BEGIN Excerpt

I would suggest, however, that if your goal is to make some money by renting out space you aren't using in your home, you would want to select tenants based on their ability to pay the rent and their history as responsible renters. You are entitled to the exemptions I've mentioned, but screening out "certain kinds of people" based on those exemptions won't guarantee that you'll get good renters, or people who truly share your values.
Lying About Your Health on a Job Application
When I applied for a job as an accountant seven years ago, I was asked to fill out a form with some health questions, including one about hospitalization. I did not mention that three years earlier, I had been hospitalized for five weeks for depression and anxiety. I had also worked hard in two years of therapy to address a lot of issues from early childhood. It seemed like none of my employer's business, and naturally, I worried that I wouldn't get the job. Unfortunately, now I'm finding that my work is increasingly stressful, there are problems in my marriage, and my wife is urging me to go back into therapy. I believe this is a good idea, and there is coverage available through my employer's health plan. But I'm concerned that if I take this step, it might come out that I lied about my hospitalization on my job application. I'm worried that could be grounds for termination, or at least, for the insurer to deny my claim. What are my options?

END Excerpt

_Problems to solve_
[A] Answer these questions about the excerpt:
(i) On what basis does the first paragraph say tenants should be selected?
(ii) For how long, and for what, was the job applicant hospitalized?
(iii) What job had the applicant applied for seven years ago?
[B] Proceed with the excerpt about lying on a job application, picking up right after its final sentence.

BEGIN Information supplied

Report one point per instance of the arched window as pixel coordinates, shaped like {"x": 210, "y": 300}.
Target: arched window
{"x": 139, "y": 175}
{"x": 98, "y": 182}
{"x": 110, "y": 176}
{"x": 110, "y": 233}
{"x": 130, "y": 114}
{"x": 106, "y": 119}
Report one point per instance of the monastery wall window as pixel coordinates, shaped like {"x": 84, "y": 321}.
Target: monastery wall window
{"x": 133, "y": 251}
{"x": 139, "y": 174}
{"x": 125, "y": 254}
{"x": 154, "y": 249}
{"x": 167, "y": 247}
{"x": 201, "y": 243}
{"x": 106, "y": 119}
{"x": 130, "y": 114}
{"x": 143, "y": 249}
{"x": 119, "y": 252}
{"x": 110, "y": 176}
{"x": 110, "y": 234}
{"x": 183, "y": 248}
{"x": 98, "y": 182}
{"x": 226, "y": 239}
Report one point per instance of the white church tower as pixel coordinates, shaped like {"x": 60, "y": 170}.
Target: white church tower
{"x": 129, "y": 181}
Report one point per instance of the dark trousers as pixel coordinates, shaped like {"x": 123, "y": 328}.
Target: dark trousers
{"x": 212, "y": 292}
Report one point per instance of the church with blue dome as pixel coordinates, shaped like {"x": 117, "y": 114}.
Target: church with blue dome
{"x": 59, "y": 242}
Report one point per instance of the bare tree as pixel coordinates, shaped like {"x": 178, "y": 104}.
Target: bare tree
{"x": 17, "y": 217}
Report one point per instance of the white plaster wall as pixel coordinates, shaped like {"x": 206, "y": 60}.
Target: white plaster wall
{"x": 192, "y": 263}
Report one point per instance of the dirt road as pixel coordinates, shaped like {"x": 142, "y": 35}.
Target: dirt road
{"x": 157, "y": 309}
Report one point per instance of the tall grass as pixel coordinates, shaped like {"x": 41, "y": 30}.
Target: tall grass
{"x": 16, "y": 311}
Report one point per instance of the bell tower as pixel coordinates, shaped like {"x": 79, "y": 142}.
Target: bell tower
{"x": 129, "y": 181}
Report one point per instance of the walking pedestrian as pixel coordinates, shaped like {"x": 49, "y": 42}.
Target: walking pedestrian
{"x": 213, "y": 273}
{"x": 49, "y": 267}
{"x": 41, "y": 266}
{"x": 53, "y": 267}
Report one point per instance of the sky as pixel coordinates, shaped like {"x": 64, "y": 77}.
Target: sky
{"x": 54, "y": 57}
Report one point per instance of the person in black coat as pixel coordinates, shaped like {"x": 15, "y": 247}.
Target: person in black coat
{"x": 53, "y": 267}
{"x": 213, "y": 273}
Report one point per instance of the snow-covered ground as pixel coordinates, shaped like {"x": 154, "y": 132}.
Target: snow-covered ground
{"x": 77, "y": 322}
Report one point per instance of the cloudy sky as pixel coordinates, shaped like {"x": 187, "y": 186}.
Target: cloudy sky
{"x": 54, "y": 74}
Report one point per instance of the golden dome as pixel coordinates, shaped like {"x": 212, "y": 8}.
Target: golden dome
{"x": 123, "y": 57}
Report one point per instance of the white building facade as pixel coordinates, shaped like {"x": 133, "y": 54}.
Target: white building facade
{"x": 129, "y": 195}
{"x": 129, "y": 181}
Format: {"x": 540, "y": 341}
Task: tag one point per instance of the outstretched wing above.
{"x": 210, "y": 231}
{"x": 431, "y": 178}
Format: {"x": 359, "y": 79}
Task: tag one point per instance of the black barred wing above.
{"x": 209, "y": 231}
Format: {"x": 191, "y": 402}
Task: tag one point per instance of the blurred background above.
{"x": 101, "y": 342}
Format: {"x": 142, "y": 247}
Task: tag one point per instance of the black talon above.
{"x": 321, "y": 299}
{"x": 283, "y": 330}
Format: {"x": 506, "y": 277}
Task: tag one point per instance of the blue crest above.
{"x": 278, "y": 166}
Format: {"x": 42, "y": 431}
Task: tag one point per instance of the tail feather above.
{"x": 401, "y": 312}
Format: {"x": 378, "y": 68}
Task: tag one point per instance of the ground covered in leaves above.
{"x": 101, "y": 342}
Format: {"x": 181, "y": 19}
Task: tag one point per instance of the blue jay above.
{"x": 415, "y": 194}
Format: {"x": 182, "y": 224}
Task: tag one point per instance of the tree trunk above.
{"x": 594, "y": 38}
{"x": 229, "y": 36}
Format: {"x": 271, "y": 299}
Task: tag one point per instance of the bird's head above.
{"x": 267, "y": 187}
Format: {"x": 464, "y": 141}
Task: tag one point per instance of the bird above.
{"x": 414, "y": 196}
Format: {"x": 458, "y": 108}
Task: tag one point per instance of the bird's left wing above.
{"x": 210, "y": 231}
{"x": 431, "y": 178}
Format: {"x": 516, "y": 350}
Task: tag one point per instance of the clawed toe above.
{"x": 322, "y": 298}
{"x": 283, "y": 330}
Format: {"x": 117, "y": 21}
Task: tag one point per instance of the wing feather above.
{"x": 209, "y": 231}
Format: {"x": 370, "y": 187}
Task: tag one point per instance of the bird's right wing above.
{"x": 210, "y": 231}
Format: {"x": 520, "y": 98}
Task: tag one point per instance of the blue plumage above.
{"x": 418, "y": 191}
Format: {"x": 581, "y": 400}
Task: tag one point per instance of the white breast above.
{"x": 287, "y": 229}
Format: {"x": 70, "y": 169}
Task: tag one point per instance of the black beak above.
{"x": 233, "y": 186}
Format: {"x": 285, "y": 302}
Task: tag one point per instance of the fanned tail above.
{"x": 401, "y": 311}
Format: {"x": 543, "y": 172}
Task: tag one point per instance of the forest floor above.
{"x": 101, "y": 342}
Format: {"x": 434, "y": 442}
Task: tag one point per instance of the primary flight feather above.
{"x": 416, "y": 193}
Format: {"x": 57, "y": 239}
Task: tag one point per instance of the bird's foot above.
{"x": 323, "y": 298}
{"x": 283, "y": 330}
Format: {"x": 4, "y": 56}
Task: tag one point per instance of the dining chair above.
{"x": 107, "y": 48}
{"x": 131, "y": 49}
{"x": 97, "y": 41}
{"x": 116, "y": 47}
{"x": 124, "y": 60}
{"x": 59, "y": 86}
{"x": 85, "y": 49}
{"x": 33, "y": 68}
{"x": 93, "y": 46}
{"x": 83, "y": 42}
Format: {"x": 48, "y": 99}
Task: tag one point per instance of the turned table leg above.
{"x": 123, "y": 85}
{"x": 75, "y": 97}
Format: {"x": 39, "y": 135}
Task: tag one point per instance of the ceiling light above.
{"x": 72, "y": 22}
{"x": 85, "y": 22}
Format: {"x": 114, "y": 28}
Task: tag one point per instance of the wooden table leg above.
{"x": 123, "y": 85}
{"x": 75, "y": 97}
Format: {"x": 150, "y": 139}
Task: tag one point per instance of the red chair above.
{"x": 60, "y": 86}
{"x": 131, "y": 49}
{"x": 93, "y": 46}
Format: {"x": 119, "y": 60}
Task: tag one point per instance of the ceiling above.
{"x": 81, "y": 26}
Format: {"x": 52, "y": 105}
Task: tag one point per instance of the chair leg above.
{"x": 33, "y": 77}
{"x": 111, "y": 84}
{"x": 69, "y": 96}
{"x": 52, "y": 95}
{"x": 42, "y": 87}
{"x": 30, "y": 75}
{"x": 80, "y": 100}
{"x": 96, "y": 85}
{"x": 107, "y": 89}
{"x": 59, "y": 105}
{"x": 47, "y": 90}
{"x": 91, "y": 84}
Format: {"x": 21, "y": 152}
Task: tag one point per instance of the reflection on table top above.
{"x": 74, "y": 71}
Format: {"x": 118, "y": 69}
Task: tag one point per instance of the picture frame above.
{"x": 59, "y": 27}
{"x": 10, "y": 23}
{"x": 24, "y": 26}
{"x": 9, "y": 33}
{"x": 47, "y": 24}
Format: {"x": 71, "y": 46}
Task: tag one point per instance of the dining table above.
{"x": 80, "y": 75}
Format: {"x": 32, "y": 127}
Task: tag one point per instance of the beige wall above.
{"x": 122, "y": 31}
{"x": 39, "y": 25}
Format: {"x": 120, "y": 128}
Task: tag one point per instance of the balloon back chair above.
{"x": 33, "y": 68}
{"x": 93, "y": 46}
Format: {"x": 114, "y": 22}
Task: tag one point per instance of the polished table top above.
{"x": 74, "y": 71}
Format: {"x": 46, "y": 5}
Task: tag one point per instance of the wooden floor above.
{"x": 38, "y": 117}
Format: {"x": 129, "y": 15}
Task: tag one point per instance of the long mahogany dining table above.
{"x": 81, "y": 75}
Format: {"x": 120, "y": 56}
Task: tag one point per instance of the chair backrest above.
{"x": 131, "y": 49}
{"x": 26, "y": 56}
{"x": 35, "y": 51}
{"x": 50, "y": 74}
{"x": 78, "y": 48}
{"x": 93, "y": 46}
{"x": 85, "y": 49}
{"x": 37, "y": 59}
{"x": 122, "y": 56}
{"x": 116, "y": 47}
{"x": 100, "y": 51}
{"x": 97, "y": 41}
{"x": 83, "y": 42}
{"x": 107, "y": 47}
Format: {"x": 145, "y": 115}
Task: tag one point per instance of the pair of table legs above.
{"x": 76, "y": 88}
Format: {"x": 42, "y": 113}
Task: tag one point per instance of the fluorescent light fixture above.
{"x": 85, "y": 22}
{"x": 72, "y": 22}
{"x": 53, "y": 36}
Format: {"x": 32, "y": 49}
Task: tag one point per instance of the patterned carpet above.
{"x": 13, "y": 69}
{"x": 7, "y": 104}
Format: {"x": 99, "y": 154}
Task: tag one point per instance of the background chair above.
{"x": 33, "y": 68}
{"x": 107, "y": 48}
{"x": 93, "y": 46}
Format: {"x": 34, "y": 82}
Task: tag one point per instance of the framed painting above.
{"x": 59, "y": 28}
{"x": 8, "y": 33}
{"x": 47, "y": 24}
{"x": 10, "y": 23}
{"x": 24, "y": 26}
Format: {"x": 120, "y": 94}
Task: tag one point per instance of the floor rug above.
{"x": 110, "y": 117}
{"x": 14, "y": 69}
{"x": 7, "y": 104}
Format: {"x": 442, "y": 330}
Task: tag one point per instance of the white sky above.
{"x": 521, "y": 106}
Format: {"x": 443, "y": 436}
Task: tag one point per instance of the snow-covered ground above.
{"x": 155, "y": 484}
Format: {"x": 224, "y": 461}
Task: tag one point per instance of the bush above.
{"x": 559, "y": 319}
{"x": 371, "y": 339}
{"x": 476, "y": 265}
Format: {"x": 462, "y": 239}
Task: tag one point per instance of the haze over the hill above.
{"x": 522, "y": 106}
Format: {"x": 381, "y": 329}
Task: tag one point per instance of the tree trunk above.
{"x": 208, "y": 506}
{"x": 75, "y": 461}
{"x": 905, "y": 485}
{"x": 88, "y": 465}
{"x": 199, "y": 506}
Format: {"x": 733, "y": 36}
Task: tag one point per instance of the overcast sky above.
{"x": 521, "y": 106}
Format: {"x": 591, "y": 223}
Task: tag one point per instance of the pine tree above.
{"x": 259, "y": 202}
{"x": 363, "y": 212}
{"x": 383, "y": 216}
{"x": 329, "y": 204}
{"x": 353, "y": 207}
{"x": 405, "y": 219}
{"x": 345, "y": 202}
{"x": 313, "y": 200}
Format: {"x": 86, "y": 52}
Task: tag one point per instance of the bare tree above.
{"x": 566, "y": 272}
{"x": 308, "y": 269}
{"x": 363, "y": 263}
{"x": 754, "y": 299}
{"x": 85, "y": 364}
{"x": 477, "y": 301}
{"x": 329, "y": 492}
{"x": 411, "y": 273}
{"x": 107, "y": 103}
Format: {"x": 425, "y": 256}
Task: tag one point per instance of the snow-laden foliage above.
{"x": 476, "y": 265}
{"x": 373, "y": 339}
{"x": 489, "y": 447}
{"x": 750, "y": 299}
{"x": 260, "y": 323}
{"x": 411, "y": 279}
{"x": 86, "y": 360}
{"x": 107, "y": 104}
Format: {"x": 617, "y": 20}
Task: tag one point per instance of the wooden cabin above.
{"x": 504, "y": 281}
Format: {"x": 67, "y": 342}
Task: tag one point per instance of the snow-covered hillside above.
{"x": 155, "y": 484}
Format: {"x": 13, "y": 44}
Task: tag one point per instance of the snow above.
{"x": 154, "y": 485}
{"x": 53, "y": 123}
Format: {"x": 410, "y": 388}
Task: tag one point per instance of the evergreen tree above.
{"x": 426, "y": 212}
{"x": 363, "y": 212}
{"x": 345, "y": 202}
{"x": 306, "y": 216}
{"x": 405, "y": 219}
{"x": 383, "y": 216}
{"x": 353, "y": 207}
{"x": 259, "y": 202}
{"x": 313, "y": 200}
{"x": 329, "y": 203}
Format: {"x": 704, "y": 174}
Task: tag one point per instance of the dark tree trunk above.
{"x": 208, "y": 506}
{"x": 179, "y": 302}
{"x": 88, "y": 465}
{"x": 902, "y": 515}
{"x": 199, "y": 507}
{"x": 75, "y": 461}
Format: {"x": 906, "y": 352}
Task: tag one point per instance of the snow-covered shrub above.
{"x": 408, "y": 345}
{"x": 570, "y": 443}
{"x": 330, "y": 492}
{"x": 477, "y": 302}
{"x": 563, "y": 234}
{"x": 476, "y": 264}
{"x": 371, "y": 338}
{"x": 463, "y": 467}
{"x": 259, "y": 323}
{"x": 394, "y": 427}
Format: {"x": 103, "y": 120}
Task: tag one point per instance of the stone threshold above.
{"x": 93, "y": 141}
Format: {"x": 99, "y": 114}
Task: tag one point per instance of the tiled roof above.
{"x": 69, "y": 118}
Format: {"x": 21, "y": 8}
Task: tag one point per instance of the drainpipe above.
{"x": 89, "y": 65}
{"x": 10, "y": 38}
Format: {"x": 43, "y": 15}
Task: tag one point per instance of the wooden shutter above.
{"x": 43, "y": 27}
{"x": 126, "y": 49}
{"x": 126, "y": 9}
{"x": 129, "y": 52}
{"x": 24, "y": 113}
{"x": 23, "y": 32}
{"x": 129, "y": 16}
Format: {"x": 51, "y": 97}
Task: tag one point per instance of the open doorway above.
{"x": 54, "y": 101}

END Information supplied

_Results for each task_
[A]
(i) Their ability to pay the rent and their history as responsible renters.
(ii) For five weeks, for depression and anxiety.
(iii) A job as an accountant.

[B]
The Commissioner says:
Much depends on whether your employer's questions about your health, seven years ago, were proper or illegal under the Human Rights Act. Under the Act, an employer can require a physical exam or health history only after a contingent offer of employment is made, and only if the information relates to legitimate job requirements. Employee health information can't be requested just to "weed out" people with certain kinds of health problems that don't limit their ability to do the work, or those who have disabilities that can reasonably be accommodated. After hiring a person, an employer can get a health history for insurance and workers' compensation purposes, but there are restrictions on how it can be used.
Your deception could be discovered, and some employers have a strict policy of terminating employees at any time if they learn of a misrepresentation of their qualifications and background. But if obtaining information about your health history wasn't permissible under the Human Rights Act, it probably can't be used against you at this point. As to the insurer denying benefits, there are insurance laws that regulate exclusions for pre-existing conditions, and after seven years, this probably isn't an issue. You can contact the Minnesota Department of Commerce, which regulates the insurance industry, to find out more about insurance issues. Call their insurance division at 651-297-7161 or visit their web site at www.commerce.state.mn.us.
Get back to us if this turns out badly for you, and we'll get more details to see if a discrimination charge is appropriate.
The answers in these columns are not intended as legal advice. The Department of Human Rights does not make a judgment on any case without carefully examining all the facts.